What you should do: Locate "The pointer SHOULD provide one marker per instance of the sandy" in the listing. Transcribe the line that contains it and every line that follows, through the last, omitting all pictures.

Named object pointing entries:
== == ==

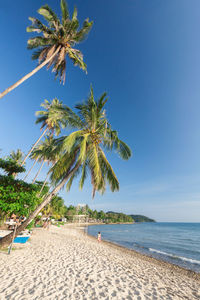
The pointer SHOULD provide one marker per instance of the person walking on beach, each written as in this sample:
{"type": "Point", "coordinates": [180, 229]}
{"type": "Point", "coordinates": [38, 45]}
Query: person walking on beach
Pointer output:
{"type": "Point", "coordinates": [99, 237]}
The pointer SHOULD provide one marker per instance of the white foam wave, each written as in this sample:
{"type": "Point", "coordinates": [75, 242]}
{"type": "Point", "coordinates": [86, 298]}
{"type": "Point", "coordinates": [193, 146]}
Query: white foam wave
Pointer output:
{"type": "Point", "coordinates": [192, 261]}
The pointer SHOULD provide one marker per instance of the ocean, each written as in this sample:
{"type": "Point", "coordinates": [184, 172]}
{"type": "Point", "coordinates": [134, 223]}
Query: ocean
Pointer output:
{"type": "Point", "coordinates": [177, 243]}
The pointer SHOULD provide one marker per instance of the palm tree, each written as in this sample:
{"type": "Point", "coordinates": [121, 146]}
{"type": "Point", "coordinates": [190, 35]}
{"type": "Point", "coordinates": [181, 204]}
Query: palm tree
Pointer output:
{"type": "Point", "coordinates": [16, 156]}
{"type": "Point", "coordinates": [51, 119]}
{"type": "Point", "coordinates": [83, 151]}
{"type": "Point", "coordinates": [56, 42]}
{"type": "Point", "coordinates": [44, 153]}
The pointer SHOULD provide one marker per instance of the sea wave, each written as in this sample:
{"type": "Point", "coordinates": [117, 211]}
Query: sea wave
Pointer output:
{"type": "Point", "coordinates": [190, 260]}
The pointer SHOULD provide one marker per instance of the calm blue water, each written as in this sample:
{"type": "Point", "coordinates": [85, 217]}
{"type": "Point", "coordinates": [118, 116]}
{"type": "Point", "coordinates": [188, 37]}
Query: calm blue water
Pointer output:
{"type": "Point", "coordinates": [178, 243]}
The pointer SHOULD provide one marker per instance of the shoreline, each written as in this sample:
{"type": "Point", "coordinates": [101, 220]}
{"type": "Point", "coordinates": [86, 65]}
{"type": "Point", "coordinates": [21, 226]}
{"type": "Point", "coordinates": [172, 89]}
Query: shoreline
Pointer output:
{"type": "Point", "coordinates": [67, 263]}
{"type": "Point", "coordinates": [157, 261]}
{"type": "Point", "coordinates": [190, 272]}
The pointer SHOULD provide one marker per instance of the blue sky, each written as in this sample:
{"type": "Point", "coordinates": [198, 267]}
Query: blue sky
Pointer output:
{"type": "Point", "coordinates": [146, 55]}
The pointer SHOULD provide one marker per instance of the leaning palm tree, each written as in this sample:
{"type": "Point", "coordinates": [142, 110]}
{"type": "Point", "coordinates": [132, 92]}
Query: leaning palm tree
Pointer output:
{"type": "Point", "coordinates": [56, 42]}
{"type": "Point", "coordinates": [16, 156]}
{"type": "Point", "coordinates": [44, 153]}
{"type": "Point", "coordinates": [83, 152]}
{"type": "Point", "coordinates": [51, 120]}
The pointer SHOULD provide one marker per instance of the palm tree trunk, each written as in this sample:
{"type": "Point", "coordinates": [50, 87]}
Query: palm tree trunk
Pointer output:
{"type": "Point", "coordinates": [45, 181]}
{"type": "Point", "coordinates": [43, 185]}
{"type": "Point", "coordinates": [30, 169]}
{"type": "Point", "coordinates": [33, 147]}
{"type": "Point", "coordinates": [8, 238]}
{"type": "Point", "coordinates": [12, 87]}
{"type": "Point", "coordinates": [38, 172]}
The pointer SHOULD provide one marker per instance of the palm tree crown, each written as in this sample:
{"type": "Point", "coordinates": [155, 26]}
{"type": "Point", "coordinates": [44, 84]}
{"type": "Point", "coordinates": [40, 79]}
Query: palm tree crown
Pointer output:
{"type": "Point", "coordinates": [59, 38]}
{"type": "Point", "coordinates": [17, 156]}
{"type": "Point", "coordinates": [85, 146]}
{"type": "Point", "coordinates": [52, 116]}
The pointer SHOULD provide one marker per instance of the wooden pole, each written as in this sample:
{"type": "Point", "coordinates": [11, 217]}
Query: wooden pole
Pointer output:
{"type": "Point", "coordinates": [10, 247]}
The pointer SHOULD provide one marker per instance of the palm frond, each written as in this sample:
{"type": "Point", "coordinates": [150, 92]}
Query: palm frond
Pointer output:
{"type": "Point", "coordinates": [64, 10]}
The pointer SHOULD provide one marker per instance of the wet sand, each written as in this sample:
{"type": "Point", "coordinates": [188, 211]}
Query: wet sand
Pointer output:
{"type": "Point", "coordinates": [64, 263]}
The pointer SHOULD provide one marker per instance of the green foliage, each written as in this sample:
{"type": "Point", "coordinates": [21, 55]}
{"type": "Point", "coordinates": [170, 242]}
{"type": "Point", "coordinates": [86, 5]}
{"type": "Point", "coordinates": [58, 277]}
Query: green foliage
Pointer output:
{"type": "Point", "coordinates": [58, 38]}
{"type": "Point", "coordinates": [99, 216]}
{"type": "Point", "coordinates": [140, 218]}
{"type": "Point", "coordinates": [10, 166]}
{"type": "Point", "coordinates": [84, 149]}
{"type": "Point", "coordinates": [17, 196]}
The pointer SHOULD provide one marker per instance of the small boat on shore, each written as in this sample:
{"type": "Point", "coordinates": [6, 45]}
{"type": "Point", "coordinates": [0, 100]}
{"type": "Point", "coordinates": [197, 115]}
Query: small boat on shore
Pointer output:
{"type": "Point", "coordinates": [22, 238]}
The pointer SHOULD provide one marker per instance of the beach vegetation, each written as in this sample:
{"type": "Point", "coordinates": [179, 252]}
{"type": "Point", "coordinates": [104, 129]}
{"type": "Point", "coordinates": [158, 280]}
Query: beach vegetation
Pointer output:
{"type": "Point", "coordinates": [56, 39]}
{"type": "Point", "coordinates": [83, 152]}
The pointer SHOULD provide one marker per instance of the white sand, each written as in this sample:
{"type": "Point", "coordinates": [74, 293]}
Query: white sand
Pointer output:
{"type": "Point", "coordinates": [63, 263]}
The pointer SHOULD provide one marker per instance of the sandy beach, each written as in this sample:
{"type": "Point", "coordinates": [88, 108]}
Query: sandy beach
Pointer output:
{"type": "Point", "coordinates": [65, 263]}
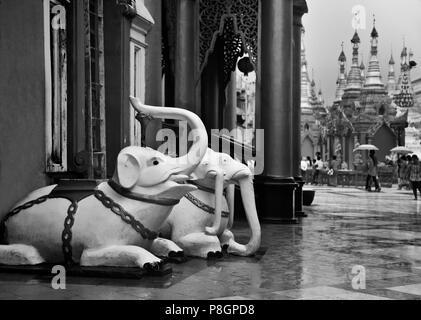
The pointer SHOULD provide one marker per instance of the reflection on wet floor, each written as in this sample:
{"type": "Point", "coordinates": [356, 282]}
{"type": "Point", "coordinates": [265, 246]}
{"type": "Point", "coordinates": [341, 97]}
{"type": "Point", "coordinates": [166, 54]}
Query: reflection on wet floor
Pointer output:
{"type": "Point", "coordinates": [345, 227]}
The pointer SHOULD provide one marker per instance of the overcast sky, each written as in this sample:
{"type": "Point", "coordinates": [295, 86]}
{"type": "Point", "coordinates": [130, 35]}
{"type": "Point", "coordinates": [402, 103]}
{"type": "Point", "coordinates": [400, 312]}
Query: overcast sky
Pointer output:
{"type": "Point", "coordinates": [329, 22]}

== == ==

Correct response:
The pointer SHOULD provide one marker per instance of the sandy beach, each written as in this sample:
{"type": "Point", "coordinates": [88, 108]}
Query: sandy beach
Pointer output:
{"type": "Point", "coordinates": [65, 263]}
The pointer SHOULD provide one marker per instance of the reflection on wet floor, each written as in this sample:
{"type": "Point", "coordinates": [356, 282]}
{"type": "Point", "coordinates": [265, 246]}
{"type": "Point", "coordinates": [341, 97]}
{"type": "Point", "coordinates": [166, 54]}
Query: reflection on wet floor
Pointer output:
{"type": "Point", "coordinates": [345, 227]}
The pointer SHOULD provide one marker per instance of the overcast sky, each written as in this sample:
{"type": "Point", "coordinates": [295, 86]}
{"type": "Point", "coordinates": [130, 35]}
{"type": "Point", "coordinates": [402, 103]}
{"type": "Point", "coordinates": [400, 312]}
Query: overcast sky
Pointer output:
{"type": "Point", "coordinates": [329, 22]}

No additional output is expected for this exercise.